*Exercise*. Pick out each line of the listing that contains the string "handbag", and copy those lines.

+--

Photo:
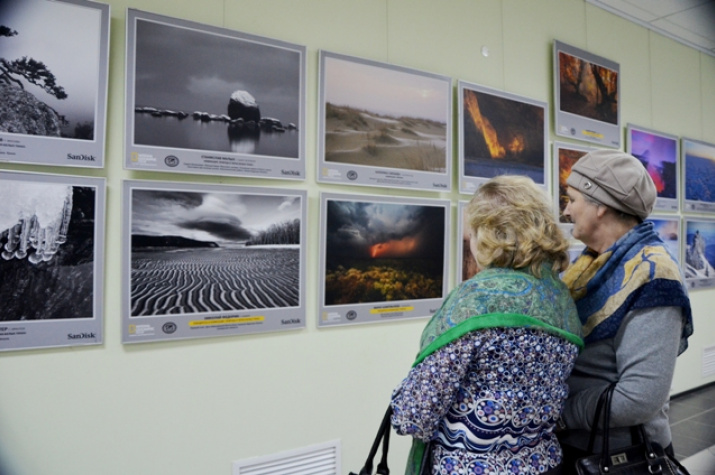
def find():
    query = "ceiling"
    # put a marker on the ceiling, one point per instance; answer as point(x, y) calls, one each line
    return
point(691, 22)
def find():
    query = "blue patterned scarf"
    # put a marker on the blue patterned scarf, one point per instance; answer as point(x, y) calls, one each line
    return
point(636, 272)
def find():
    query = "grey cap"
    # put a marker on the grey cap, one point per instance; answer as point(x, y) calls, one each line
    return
point(615, 179)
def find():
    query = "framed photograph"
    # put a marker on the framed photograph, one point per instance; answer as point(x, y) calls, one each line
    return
point(699, 252)
point(383, 125)
point(500, 134)
point(586, 96)
point(211, 260)
point(565, 156)
point(51, 260)
point(213, 101)
point(381, 258)
point(660, 155)
point(54, 89)
point(466, 264)
point(668, 228)
point(699, 175)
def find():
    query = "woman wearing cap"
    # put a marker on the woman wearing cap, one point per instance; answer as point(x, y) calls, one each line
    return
point(631, 301)
point(489, 382)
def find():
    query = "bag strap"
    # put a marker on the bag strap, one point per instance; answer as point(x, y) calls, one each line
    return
point(597, 417)
point(383, 436)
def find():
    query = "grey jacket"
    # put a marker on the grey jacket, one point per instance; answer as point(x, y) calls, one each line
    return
point(641, 358)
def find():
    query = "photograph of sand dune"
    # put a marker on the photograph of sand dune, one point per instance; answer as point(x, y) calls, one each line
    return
point(383, 125)
point(382, 258)
point(212, 260)
point(500, 134)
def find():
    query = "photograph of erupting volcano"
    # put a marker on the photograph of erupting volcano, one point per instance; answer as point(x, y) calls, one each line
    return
point(587, 96)
point(383, 125)
point(51, 260)
point(500, 134)
point(659, 154)
point(383, 258)
point(699, 179)
point(202, 260)
point(699, 252)
point(565, 156)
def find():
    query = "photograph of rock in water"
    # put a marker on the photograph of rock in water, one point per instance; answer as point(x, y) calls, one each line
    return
point(51, 253)
point(500, 134)
point(192, 87)
point(213, 258)
point(53, 82)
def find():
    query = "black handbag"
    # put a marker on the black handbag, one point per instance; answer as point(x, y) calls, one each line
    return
point(643, 457)
point(383, 436)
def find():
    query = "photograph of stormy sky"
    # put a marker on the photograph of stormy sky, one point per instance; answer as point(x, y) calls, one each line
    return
point(376, 252)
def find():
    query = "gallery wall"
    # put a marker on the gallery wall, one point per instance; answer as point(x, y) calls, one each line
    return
point(195, 406)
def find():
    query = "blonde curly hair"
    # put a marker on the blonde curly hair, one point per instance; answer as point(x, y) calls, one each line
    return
point(515, 226)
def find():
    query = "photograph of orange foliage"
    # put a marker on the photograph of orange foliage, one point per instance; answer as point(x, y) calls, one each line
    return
point(383, 250)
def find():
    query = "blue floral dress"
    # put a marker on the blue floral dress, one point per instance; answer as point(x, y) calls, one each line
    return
point(489, 383)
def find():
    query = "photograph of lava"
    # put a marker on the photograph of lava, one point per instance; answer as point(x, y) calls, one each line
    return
point(383, 251)
point(502, 134)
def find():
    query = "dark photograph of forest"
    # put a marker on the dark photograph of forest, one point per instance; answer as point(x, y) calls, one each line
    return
point(588, 89)
point(383, 252)
point(502, 136)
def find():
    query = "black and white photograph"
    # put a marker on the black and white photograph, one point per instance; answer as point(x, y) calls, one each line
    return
point(383, 125)
point(699, 252)
point(51, 260)
point(500, 134)
point(53, 82)
point(211, 260)
point(382, 258)
point(208, 100)
point(587, 96)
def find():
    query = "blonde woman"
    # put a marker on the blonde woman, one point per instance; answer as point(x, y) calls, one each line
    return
point(489, 382)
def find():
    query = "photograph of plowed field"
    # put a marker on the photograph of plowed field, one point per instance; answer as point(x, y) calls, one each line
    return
point(198, 252)
point(214, 280)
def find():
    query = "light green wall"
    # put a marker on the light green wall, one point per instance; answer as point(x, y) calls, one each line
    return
point(192, 407)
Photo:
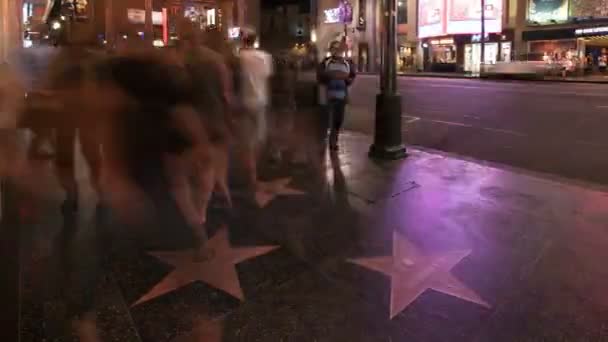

+--

*Exercise response*.
    query = "black handbag"
    # put a marker on the black handbag, one point per instance; answer as point(x, y) calls, one each line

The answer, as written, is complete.